## [WRITTEN TASK A]
Reproduce every line of the listing that follows the RapidTableDetection page, leaving the pictures out.

📊RapidTableDetection

Recent Updates

2024.10.15
- Completed the initial version of the code, including three modules: object detection, semantic segmentation, and corner direction recognition.
2024.11.2
- Added new YOLOv11 object detection models and edge detection models.
- Increased automatic downloading and reduced package size.
- Added ONNX-GPU inference support and provided benchmark test results.
- Added online example usage.

Introduction

💡✨ RapidTableDetection is a powerful and efficient table detection system that supports various types of tables, including those in papers, journals, magazines, invoices, receipts, and sign-in sheets.

🚀 It supports versions derived from PaddlePaddle and YOLO, with the default model combination requiring only 1.2 seconds for single-image CPU inference, and 0.4 seconds for the smallest ONNX-GPU (V100) combination, or 0.2 seconds for the PaddlePaddle-GPU version.

🛠️ It supports free combination and independent training optimization of three modules, providing ONNX conversion scripts and fine-tuning training solutions.

🌟 The whl package is easy to integrate and use, providing strong support for downstream OCR, table recognition, and data collection.

Refer to the implementation solution of the 2nd place in the Baidu Table Detection Competition, and retrain with a large amount of real-world scenario data.
The training dataset is acknowledged. The author works on open-source projects during spare time, please support by giving a star.

Usage Recommendations

Document scenarios: No perspective rotation, use only object detection.
Photography scenarios with small angle rotation (-90~90): Default top-left corner, do not use corner direction recognition.
Use the online experience to find the suitable model combination for your scenario.

Online Experience

modelscope huggingface

Effect Demonstration

Installation

Models will be automatically downloaded, or you can download them from the repository modelscope model warehouse.

## [DATA TO USE]

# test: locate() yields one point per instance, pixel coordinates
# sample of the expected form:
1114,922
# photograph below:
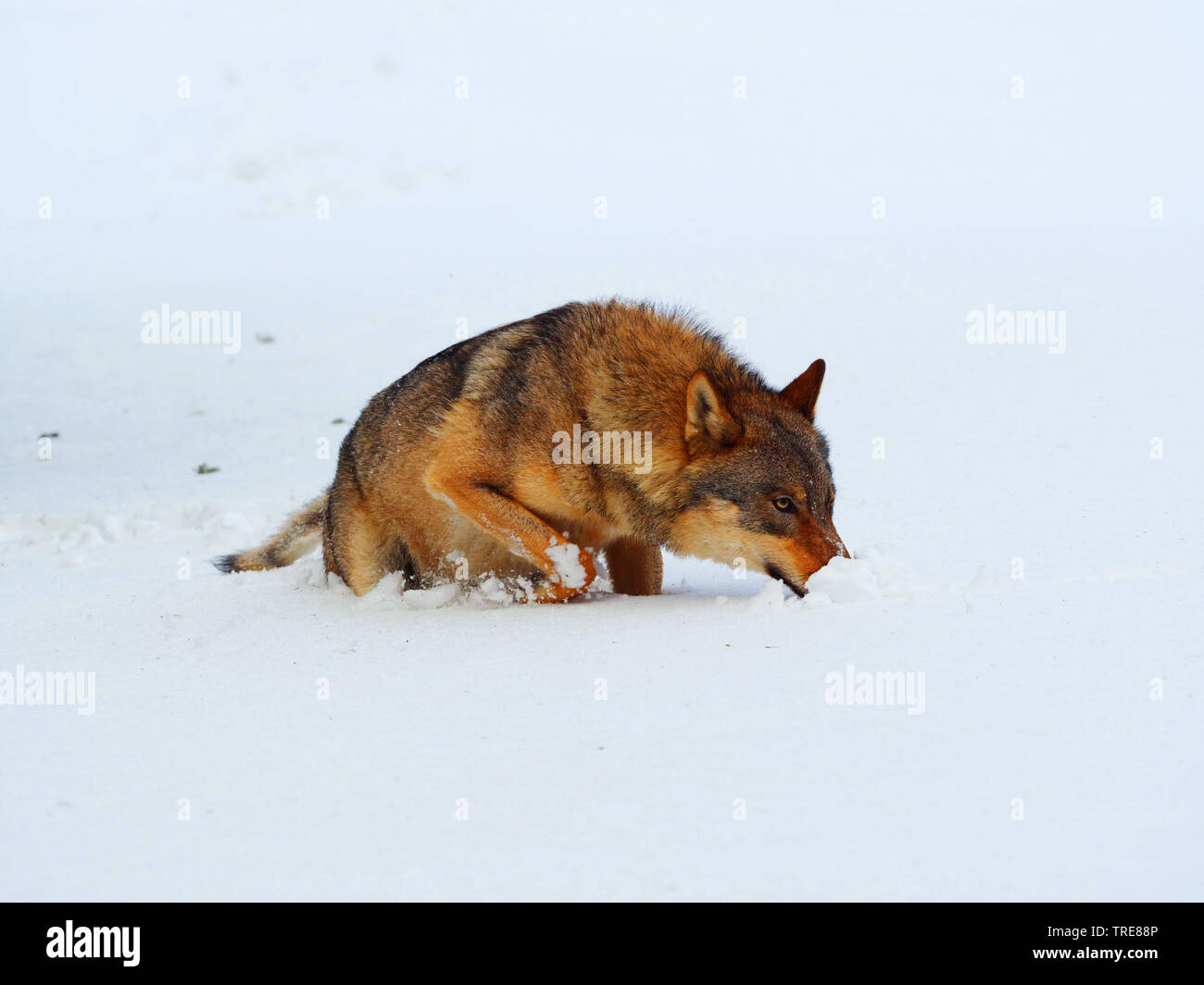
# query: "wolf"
460,468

## [WRITTEN TASK B]
Switch "spare time" to "free time" in the RapidTableDetection page, then write out the part starting at "Refer to the" and ending at "only object detection.".

## [WRITTEN SOLUTION A]
# test: locate() yields one point per instance, pixel coordinates
# sample of the expected form:
1114,922
# photograph below:
# query: "wolf"
460,468

## [WRITTEN SOLUTION B]
Refer to the implementation solution of the 2nd place in the Baidu Table Detection Competition, and retrain with a large amount of real-world scenario data.
The training dataset is acknowledged. The author works on open-source projects during free time, please support by giving a star.

Usage Recommendations

Document scenarios: No perspective rotation, use only object detection.